= WHAT IS BEING ASKED =
Format the lines below, from the line with "of bird's wing" up to and including the line with "(172, 58), (235, 85)", as a numbered list, leaving out any blank lines.

= Dataset entries =
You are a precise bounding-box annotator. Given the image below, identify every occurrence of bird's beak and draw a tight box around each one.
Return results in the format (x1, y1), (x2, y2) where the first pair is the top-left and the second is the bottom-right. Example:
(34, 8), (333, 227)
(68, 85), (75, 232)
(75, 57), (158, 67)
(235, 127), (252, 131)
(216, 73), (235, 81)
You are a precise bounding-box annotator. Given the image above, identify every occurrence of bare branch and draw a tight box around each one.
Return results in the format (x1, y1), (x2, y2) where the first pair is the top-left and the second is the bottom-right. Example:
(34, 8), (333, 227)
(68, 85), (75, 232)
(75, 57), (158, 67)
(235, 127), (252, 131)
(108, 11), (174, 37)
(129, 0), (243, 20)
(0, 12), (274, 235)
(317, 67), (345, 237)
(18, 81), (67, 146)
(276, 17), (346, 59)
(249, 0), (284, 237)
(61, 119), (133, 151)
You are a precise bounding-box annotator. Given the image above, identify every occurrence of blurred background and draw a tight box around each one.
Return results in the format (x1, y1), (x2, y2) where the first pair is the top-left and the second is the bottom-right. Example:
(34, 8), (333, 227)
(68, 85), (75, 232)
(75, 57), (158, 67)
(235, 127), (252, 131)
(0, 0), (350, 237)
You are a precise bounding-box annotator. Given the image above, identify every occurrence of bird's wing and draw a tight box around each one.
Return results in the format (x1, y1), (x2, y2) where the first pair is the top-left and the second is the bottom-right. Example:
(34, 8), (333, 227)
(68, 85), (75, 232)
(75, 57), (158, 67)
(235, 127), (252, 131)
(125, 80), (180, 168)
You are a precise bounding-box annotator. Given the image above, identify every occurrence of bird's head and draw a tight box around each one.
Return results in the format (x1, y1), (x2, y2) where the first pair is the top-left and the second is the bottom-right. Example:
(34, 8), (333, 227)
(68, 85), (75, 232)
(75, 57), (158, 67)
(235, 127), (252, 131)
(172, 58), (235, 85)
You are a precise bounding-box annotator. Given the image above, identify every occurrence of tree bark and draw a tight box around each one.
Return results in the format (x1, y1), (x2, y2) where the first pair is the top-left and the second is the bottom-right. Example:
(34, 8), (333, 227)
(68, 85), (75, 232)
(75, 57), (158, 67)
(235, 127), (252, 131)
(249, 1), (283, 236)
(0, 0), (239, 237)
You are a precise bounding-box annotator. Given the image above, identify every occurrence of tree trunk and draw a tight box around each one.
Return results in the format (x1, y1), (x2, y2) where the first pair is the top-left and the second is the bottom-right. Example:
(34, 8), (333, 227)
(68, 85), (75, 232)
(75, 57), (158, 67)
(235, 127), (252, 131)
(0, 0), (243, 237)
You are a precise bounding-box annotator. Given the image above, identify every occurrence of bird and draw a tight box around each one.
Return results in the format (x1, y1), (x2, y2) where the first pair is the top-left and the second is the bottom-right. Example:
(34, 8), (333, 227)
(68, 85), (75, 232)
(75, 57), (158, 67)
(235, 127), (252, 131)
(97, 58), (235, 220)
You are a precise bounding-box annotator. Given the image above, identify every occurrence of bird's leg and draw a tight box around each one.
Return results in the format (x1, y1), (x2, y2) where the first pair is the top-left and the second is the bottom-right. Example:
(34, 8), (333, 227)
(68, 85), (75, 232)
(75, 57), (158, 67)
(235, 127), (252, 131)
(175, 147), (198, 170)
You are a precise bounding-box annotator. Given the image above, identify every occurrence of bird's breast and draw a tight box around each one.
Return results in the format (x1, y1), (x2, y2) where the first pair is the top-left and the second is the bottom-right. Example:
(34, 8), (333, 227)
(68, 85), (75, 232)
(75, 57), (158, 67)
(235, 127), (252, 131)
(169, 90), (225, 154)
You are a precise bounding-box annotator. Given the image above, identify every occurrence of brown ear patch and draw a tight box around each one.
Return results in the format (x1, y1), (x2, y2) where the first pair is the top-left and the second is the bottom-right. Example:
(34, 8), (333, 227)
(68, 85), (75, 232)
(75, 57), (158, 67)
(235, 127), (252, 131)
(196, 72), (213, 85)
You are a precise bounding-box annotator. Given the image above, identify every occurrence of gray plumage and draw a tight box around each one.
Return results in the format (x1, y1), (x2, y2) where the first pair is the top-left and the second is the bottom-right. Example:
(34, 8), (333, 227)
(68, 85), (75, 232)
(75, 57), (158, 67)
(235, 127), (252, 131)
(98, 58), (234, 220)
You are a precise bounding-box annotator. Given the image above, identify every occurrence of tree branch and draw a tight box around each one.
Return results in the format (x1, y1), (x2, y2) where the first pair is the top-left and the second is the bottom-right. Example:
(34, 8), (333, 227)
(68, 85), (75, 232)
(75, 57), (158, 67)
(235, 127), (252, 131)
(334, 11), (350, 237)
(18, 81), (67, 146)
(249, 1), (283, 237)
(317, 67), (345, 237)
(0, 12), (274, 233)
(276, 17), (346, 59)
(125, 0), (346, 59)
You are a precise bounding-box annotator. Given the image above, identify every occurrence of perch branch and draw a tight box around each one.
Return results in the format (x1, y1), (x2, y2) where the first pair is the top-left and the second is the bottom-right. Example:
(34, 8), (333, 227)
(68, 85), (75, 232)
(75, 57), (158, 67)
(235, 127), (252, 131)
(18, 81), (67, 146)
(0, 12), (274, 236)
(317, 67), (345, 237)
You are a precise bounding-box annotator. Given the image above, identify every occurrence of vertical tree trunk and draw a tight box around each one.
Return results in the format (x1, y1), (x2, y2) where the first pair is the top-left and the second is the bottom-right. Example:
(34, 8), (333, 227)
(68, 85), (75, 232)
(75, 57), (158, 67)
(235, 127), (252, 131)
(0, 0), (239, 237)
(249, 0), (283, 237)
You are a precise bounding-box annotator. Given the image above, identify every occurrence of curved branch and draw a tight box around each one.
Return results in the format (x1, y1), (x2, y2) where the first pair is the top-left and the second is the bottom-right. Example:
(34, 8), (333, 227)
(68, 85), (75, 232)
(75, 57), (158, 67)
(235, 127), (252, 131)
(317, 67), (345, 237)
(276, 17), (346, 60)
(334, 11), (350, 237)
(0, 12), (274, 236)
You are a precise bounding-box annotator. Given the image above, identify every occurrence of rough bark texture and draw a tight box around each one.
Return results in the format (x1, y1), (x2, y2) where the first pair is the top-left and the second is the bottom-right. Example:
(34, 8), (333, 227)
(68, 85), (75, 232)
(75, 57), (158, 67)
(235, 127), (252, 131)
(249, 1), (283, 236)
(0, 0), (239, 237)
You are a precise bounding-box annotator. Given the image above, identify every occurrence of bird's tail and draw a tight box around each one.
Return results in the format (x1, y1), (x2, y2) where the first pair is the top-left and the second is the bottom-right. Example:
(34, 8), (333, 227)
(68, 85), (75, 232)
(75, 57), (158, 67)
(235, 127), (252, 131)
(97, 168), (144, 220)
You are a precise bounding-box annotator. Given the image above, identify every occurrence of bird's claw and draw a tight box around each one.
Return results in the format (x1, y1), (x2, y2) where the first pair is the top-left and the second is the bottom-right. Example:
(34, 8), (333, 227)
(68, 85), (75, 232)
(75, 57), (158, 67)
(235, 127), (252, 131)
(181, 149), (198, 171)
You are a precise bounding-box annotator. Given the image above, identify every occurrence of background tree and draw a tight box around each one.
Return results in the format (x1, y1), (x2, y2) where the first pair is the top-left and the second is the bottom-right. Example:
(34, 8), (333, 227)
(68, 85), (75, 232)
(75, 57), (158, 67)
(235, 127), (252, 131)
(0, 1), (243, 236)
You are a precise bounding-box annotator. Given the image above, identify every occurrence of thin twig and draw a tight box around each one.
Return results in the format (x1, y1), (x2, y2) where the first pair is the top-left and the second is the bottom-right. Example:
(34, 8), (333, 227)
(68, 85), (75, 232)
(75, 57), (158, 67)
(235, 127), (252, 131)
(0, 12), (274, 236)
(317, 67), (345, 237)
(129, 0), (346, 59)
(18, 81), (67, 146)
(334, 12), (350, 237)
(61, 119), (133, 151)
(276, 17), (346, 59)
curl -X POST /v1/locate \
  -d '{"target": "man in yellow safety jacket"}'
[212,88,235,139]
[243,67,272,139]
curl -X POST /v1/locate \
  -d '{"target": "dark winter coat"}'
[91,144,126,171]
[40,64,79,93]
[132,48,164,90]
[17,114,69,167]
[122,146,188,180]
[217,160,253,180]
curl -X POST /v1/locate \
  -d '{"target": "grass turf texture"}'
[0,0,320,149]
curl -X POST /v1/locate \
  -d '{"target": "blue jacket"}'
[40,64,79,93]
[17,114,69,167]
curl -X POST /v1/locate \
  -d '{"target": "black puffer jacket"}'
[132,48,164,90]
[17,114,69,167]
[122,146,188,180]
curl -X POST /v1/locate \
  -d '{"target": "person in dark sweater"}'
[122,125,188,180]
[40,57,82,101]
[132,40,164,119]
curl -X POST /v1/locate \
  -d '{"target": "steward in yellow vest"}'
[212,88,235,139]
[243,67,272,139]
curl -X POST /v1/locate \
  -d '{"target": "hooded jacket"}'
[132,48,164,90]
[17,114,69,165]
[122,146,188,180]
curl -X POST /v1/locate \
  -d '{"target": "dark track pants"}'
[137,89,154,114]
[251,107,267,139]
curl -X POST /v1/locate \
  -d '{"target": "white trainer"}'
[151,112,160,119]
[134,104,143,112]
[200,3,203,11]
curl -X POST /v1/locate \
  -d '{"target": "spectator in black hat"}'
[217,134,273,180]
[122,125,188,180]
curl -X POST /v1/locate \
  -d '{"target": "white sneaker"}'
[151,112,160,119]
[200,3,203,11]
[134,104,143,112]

= EXERCISE RESULT =
1. You are a precise bounding-box annotator. Given the image above, identify every occurrence of bird's wing and draw a tight box around each one.
2. Return results in the format (x1, y1), (x2, y2) where the first pair is the top-left and the second is the bottom-right. Example:
3. (34, 8), (333, 227)
4. (68, 85), (75, 232)
5. (75, 57), (158, 67)
6. (235, 127), (252, 131)
7. (125, 80), (180, 168)
8. You are a precise bounding-box annotator. Given the image above, identify every occurrence of bird's head and draw a tight box around each one.
9. Return results in the format (x1, y1), (x2, y2) where the first pair is the top-left and the second is the bottom-right. Example:
10. (34, 8), (333, 227)
11. (68, 85), (75, 232)
12. (75, 57), (158, 67)
13. (235, 127), (252, 131)
14. (172, 58), (235, 85)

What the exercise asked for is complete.